DOCUMENT EXCERPT:
══════════

MySQL Bugs: #19330: Optimizer chooses wrong table order then query does not come back

Bug #19330	Optimizer chooses wrong table order then query does not come back
Submitted:	25 Apr 2006 9:56	Modified:	6 Feb 2014 13:58
Reporter:	Oli Sennhauser	Email Updates:
Status:	Can't repeat	Impact on me:	None
Category:	MySQL Server: Optimizer	Severity:	S5 (Performance)
Version:	5.0.20	OS:	Linux (linux)
Assigned to:	Assigned Account	CPU Architecture:	Any

Description:
Optimizer chooses wrong table order then query does not come back due to wrong execution plan.

Table ft must come AFTER table dstop!

How to repeat:
See file attached data file.
mysql -u root dbrent < file.dmp
CHECK TABLE drdat, mitarbeiter, firma, stadt, fsdaten, fahrt;
SELECT ... (see attachement).

query and execution plan

Attachment: rechnungslauf.sql (text/x-sql), 29.77 KiB.

Thank you for a problem report. Please, send the my.cnf file content. 

To me the first plan, selected by optimizer, looks better than second one, by the way. At least, if take into account number of rows to lookup.

══════════

Dataset items:
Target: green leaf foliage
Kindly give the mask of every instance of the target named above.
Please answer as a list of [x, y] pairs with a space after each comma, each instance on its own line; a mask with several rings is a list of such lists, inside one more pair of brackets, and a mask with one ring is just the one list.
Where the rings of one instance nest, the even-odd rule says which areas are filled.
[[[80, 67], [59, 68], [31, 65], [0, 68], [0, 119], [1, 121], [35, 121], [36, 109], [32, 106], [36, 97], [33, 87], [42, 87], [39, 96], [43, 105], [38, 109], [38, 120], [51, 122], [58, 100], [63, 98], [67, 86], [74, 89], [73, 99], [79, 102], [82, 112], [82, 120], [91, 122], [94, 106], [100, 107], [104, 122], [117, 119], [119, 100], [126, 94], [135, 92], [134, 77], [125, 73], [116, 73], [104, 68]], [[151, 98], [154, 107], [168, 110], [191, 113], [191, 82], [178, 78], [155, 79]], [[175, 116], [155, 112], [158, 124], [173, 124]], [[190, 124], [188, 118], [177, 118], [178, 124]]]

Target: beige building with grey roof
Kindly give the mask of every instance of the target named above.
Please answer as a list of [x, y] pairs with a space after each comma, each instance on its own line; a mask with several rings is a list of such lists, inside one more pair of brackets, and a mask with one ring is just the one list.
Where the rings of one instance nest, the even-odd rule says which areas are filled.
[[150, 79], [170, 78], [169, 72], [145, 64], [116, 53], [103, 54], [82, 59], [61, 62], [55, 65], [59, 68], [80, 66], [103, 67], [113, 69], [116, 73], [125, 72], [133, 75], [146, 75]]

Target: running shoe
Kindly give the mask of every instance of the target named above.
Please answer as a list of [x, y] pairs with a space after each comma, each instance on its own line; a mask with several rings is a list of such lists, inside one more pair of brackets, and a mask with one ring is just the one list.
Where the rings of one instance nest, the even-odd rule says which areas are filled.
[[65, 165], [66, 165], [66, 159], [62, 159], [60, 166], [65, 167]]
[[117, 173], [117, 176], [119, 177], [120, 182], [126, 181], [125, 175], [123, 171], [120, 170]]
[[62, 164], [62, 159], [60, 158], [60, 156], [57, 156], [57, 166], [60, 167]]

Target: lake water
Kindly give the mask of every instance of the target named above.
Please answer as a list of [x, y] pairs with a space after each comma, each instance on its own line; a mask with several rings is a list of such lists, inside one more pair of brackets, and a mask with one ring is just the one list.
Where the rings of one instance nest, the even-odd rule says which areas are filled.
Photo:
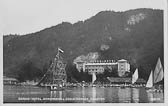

══════════

REQUIRED TASK A:
Answer these questions about the MySQL bug report.
(i) Which MySQL version does the bug report list?
(ii) Which table does the bug report say must come after table dstop?
(iii) Which file's content does the reply ask the reporter to send?
REQUIRED TASK B: Set down the rows verbatim, from the first line of the rows up to and including the line containing "118], [178, 124]]]".
The bug report and the rows have no connection to each other.

PROBLEM SOLUTION A:
(i) 5.0.20
(ii) Table ft
(iii) The my.cnf file

PROBLEM SOLUTION B:
Target: green leaf foliage
Kindly give the mask of every instance of the target named above.
Please answer as a list of [x, y] pairs with a space after each comma, each instance on its own line; a mask with several rings is a list of such lists, inside one more pair of brackets, and a mask with one ring is just the one list.
Where the rings of one instance nest, the even-odd rule says which areas are filled.
[[[80, 67], [59, 68], [31, 65], [0, 68], [0, 119], [1, 121], [35, 121], [36, 109], [32, 106], [36, 97], [33, 87], [42, 87], [39, 96], [43, 105], [38, 109], [38, 120], [51, 122], [58, 100], [63, 98], [67, 86], [74, 89], [73, 99], [79, 102], [82, 112], [82, 120], [91, 122], [94, 106], [100, 107], [104, 122], [117, 119], [119, 100], [126, 94], [135, 92], [134, 77], [125, 73], [116, 73], [104, 68]], [[151, 98], [154, 107], [168, 110], [191, 113], [191, 82], [178, 78], [155, 79]], [[175, 116], [155, 112], [158, 124], [173, 124]], [[190, 124], [188, 118], [177, 118], [178, 124]]]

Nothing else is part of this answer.